▶ Exercise objective
Copy out the listing that follows exactly, dropping every picture.
* begin Material shown *
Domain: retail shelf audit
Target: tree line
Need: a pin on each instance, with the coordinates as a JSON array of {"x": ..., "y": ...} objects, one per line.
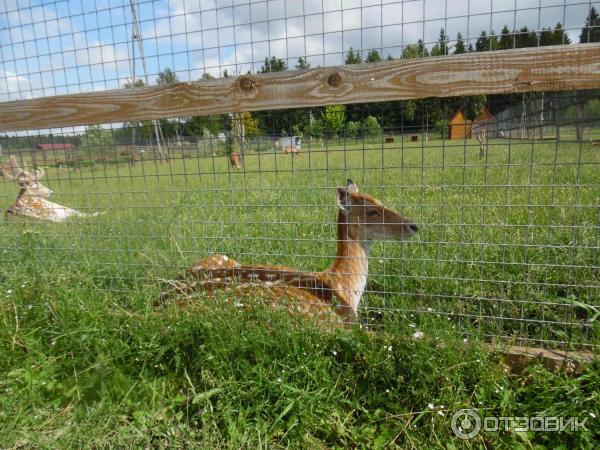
[{"x": 359, "y": 119}]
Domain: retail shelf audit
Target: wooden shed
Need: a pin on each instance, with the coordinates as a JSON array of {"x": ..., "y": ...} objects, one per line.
[{"x": 461, "y": 128}]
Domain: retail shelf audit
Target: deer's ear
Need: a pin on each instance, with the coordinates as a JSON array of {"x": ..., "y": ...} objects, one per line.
[
  {"x": 343, "y": 199},
  {"x": 351, "y": 186},
  {"x": 15, "y": 168}
]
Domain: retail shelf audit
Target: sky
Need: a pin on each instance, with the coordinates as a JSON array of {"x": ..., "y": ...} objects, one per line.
[{"x": 59, "y": 47}]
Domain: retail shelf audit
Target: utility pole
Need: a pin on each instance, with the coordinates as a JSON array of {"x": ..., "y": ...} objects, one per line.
[{"x": 136, "y": 36}]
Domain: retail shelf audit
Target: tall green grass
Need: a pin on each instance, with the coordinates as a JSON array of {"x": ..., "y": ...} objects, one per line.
[
  {"x": 85, "y": 361},
  {"x": 508, "y": 244}
]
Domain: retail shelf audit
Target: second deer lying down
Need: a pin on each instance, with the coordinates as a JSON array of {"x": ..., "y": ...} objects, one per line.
[
  {"x": 362, "y": 219},
  {"x": 31, "y": 201}
]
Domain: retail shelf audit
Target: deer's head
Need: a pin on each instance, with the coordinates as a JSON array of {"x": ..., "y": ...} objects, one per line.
[
  {"x": 371, "y": 218},
  {"x": 28, "y": 182}
]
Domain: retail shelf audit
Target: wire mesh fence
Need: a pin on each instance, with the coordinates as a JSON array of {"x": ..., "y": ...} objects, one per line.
[{"x": 504, "y": 189}]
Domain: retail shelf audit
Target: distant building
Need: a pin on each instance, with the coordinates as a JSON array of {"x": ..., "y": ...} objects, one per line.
[
  {"x": 50, "y": 147},
  {"x": 461, "y": 128},
  {"x": 290, "y": 142}
]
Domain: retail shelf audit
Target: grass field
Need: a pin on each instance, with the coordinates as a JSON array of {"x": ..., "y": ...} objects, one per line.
[{"x": 507, "y": 250}]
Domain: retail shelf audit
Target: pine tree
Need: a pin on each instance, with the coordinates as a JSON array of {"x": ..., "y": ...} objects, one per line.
[
  {"x": 373, "y": 56},
  {"x": 506, "y": 39},
  {"x": 353, "y": 57},
  {"x": 460, "y": 45},
  {"x": 302, "y": 64},
  {"x": 591, "y": 30},
  {"x": 441, "y": 47},
  {"x": 273, "y": 65}
]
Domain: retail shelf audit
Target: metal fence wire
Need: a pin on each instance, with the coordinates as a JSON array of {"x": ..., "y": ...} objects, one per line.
[{"x": 504, "y": 188}]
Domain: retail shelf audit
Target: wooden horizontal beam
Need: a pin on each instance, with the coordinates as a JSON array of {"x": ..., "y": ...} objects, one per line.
[{"x": 569, "y": 67}]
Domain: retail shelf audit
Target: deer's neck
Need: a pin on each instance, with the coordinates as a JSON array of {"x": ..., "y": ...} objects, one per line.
[{"x": 351, "y": 265}]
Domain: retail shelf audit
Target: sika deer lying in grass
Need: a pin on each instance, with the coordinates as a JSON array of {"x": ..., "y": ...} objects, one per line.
[
  {"x": 31, "y": 201},
  {"x": 362, "y": 219}
]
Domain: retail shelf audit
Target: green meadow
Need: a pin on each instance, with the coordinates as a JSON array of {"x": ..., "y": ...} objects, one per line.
[{"x": 507, "y": 252}]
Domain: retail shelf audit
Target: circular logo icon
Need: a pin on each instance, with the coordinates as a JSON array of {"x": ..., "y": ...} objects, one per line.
[{"x": 466, "y": 423}]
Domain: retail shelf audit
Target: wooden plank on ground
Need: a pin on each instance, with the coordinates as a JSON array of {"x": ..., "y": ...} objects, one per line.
[
  {"x": 569, "y": 67},
  {"x": 516, "y": 358}
]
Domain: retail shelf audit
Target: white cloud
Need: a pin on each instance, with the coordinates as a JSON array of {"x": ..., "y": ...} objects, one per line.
* end Material shown *
▶ Solution to the exercise
Domain: retail shelf audit
Target: tree line
Need: a pin on each instance, with the coordinates as a JSON array of {"x": ..., "y": ...} objects, one per line.
[{"x": 359, "y": 119}]
Domain: retail shelf audit
Target: wooden shed
Need: a pin on each instance, with the coordinates as a JSON array of {"x": ..., "y": ...} objects, one per line.
[{"x": 461, "y": 128}]
Domain: retail shelf audit
Target: deer's ear
Need: a pin on each instance, with the coordinates as a JSON array of {"x": ..., "y": ...} objects, one per line.
[
  {"x": 343, "y": 199},
  {"x": 351, "y": 186},
  {"x": 15, "y": 168}
]
Domain: retail shelf audit
Target: sky
Need: a pin on each instance, with the coordinates as a JSON array of {"x": ..., "y": ...} objects, one per line.
[{"x": 59, "y": 47}]
Domain: retail shelf audit
Target: utility pole
Need: a pin on each instance, with the coordinates as a JSON array of {"x": ..., "y": ...} objects, one per line.
[{"x": 136, "y": 36}]
Domain: retail shelf audit
Target: tall green grass
Need: a pin on each instance, with the coordinates as a JSON array of {"x": ..., "y": ...} objects, one per line.
[
  {"x": 85, "y": 361},
  {"x": 508, "y": 244}
]
Domain: retail shelf audit
Target: second deer lying down
Need: a pin on each instance, with the coordinates as a JSON array of {"x": ..., "y": ...} objects, one per line.
[
  {"x": 362, "y": 219},
  {"x": 31, "y": 201}
]
Domain: retail shelf audit
Target: deer's head
Need: a pin on each instance, with the coordinates as a JSON array of {"x": ..., "y": ...} objects, one per line.
[
  {"x": 371, "y": 218},
  {"x": 28, "y": 182}
]
Domain: retail shelf audit
Target: wire mesh fence
Need: a pin on each instance, with the coordinates as a JSON array of {"x": ..., "y": ...} objects, one per line.
[{"x": 504, "y": 189}]
Domain: retail shelf audit
Target: distant building
Need: a pin on each instance, with the coordinates as a JSON array of {"x": ..., "y": ...} objects, one per line.
[
  {"x": 50, "y": 147},
  {"x": 461, "y": 128},
  {"x": 290, "y": 142}
]
Domain: retail shelf audit
Target: grass field
Need: a pin on each instance, with the coordinates as a JSON array of {"x": ..., "y": ...} objects, one per line.
[{"x": 507, "y": 250}]
Domain: retail shelf audit
Target: pine tree
Need: a pin on each instance, with the coordinates as a JSON array of {"x": ..., "y": ...} objects, one per line.
[
  {"x": 373, "y": 56},
  {"x": 506, "y": 39},
  {"x": 353, "y": 57},
  {"x": 460, "y": 45},
  {"x": 302, "y": 64},
  {"x": 591, "y": 30},
  {"x": 441, "y": 47},
  {"x": 273, "y": 65}
]
Domain: retail shelf audit
Target: metal fence wire
Need: a pin on each instance, with the coordinates as a JSON array of {"x": ..., "y": ...} objects, one per line.
[{"x": 504, "y": 188}]
Domain: retail shelf audit
Target: wooden horizontal beam
Need: a pin on each instance, with the coordinates as a JSON array of {"x": ..., "y": ...} objects, one per line.
[{"x": 569, "y": 67}]
Domain: retail shelf audit
Target: deer's neck
Need: a pin on each instance, with the coordinates as a JSON array of {"x": ..., "y": ...} objects, one per line.
[{"x": 351, "y": 265}]
Domain: retail shelf audit
Target: sika deer lying in grass
Need: a pin on each instance, with the coordinates as a JSON array of {"x": ..., "y": ...} objects, one per line.
[
  {"x": 31, "y": 201},
  {"x": 362, "y": 219}
]
Domain: retail shelf audit
Target: green meadow
Need: a pin on each instance, with the coordinates as a JSON array of {"x": ..., "y": ...} objects, one per line.
[{"x": 507, "y": 252}]
Domain: retail shelf audit
Target: circular logo icon
Need: a pin on each instance, with the coordinates as a JSON array of {"x": ..., "y": ...} objects, one per line.
[{"x": 466, "y": 423}]
Domain: retail shelf audit
Target: wooden plank on ground
Need: a pin on each instance, with the coordinates as a JSON array of {"x": ..., "y": ...} objects, one per line.
[
  {"x": 569, "y": 67},
  {"x": 516, "y": 358}
]
Domain: retail shelf audit
Target: white cloud
Need: a pin on each instance, with the coordinates as a JSON array of {"x": ..., "y": ...} objects, one per line.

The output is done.